**Task prompt:** Everything from the line holding "rings combine even-odd" to the end of the listing below should be copied exactly, line for line, minus the pictures.

[Start of Attachment]

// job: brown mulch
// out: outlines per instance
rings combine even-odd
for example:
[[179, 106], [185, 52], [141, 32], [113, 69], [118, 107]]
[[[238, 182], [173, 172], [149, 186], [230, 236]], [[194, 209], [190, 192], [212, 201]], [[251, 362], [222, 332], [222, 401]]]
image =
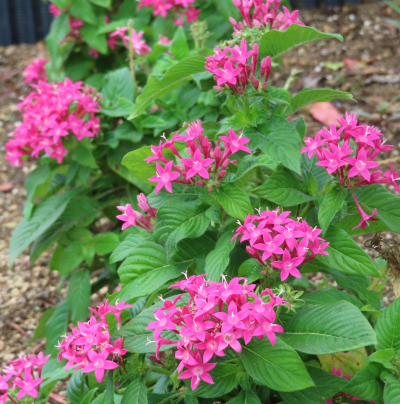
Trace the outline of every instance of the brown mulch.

[End of Attachment]

**Solved exercise:**
rings combine even-odd
for example:
[[179, 106], [185, 52], [141, 32], [113, 69], [118, 107]]
[[[238, 182], [173, 172], [149, 186], [230, 236]], [[194, 209], [190, 192], [212, 201]], [[251, 362], [222, 332], [222, 401]]]
image =
Trace the outline of every instance of the brown mulch.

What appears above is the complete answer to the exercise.